ISTRUZIONI DI LAVORO:
1. Secondo il brano sulla customer experience, quali leve indica Lorenza Cortivo per costruire un piano omnicanale?
2. Scrivi un nuovo paragrafo che prosegua il brano sulla customer experience dopo la sua ultima frase.

===== BRANO FORNITO

Lorenza Cortivo, Country Manager di Catalina Italia, a tal proposito sottolinea l’importanza che le imprese di oggi investano nell’engagement e nella customer experience, cercando di costruire un piano omnicanale attraverso l’uso corretto di 4 leve: modelli analitici avanzati, personalizzazione, integrazione e contenuti, da cui ottenere importanti insights, che aiutano l’impresa a creare un’esperienza personalizzata per il cliente.
L’importanza di un corretto utilizzo dei dati emerge anche dall’intervento di Fulvio Furbatto, CEO&Founder di Advice Group, il quale afferma che molto spesso le imprese non riescono a comprendere l’importanza di saper unire competenze di marketing e tecnologia, e ciò crea una “confusione” nell’analisi dei dati.
Stefano Tonella, Head of CX Solutions di Roialty Maps Group, propone “Meno promozioni e più relazioni!” Secondo il suo parere, lo sconto ha meno appeal: i clienti scelgono un brand o un prodotto perché si rivedono nei valori e perché risponde ai propri bisogni. I dati che rappresentano la voice of customer servono a questo: a creare delle esperienze sempre più personalizzate per rispondere a questi bisogni. Dialogare con il clienti, al di là di fini puramente commerciali, diventa di fondamentale importanza nell’era dell’empatia.

==========
===== MATERIALE FORNITO

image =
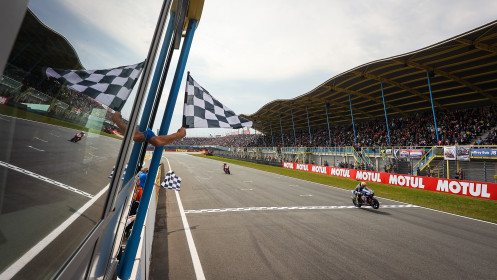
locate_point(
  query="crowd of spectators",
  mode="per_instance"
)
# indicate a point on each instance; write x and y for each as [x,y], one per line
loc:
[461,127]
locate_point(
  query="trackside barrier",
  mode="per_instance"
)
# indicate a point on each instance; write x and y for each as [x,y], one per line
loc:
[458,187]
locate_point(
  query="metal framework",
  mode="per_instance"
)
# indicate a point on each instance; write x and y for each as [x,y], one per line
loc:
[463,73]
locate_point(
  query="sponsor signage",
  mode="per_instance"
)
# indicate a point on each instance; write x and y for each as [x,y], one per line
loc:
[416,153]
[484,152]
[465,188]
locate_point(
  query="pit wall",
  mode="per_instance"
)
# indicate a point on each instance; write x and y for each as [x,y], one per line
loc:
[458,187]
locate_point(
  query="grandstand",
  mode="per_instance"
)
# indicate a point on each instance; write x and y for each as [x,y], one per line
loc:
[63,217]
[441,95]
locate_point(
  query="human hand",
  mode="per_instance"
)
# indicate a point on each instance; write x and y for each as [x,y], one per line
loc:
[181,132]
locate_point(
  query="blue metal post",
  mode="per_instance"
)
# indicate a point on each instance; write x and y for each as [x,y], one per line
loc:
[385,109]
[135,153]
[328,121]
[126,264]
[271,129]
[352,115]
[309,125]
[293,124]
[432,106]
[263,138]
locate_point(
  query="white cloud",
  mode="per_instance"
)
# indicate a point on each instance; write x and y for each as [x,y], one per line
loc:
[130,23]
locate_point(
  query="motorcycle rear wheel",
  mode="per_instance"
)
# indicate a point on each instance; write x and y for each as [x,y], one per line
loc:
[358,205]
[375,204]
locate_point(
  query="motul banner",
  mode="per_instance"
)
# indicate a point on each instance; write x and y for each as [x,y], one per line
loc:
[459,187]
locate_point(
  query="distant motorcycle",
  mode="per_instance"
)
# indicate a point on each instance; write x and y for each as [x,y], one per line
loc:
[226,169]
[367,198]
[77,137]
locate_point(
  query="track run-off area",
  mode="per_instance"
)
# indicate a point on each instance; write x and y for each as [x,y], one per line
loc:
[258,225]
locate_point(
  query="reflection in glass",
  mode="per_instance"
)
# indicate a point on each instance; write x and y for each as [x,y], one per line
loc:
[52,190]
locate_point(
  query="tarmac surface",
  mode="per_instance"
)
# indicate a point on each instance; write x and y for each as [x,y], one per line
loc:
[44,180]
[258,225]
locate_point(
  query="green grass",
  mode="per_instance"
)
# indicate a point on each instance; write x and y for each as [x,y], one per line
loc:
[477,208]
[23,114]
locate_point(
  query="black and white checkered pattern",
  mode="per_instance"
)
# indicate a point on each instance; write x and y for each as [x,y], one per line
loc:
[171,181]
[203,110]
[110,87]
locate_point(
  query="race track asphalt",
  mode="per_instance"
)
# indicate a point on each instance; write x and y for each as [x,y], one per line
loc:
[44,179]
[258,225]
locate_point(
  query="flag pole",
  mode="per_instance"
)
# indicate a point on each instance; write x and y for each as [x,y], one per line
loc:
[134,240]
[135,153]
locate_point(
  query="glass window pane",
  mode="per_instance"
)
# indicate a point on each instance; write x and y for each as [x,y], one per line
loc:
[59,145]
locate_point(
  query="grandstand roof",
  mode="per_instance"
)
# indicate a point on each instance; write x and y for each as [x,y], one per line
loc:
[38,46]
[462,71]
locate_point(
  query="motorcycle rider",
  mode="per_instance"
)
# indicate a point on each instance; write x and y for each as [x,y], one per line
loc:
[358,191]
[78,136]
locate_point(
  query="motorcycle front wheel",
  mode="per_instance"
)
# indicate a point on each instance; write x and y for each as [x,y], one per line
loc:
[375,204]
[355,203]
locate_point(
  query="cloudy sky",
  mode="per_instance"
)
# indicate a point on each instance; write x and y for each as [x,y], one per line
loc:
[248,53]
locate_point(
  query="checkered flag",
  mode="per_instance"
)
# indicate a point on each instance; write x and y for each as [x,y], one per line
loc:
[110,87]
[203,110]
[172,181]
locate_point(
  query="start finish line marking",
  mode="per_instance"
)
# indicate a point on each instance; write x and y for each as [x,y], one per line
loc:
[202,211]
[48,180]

==========

RISPOSTE AGLI ESERCIZI:
1. Quattro leve: modelli analitici avanzati, personalizzazione, integrazione e contenuti.

2.
La terza ricerca effettuata dall’Osservatorio ha voluto rispondere anch’essa a questa domanda, chiedendo l’opinione dei venditori di servizi e/o prodotti per la loyalty, il CRM e la customer experience. Secondo l’opinione delle imprese rispondenti, gli strumenti digitali anche qui avranno un ruolo fondamentale, ma saranno accompagnati da strumenti che portino valore ai clienti come sconti e cashback. Coupon digitali e gift card, come afferma Fabio Regazzoni, CEO&Founder di Amilon, rappresentano oggi quella che è la brand currency, cioè la valuta della marca: creano valore anche per il retailer, in quanto permettono di avere una entrata prima che il prodotto esca dal punto vendita, alimentando così il cash flow. Sono strumenti ben visti per rilanciare i consumi e come welfare aziendale. Emerge qui l’importanza di creare fedeltà tra i propri dipendenti: senza di loro come ci si può aspettare che i clienti possano essere fedeli?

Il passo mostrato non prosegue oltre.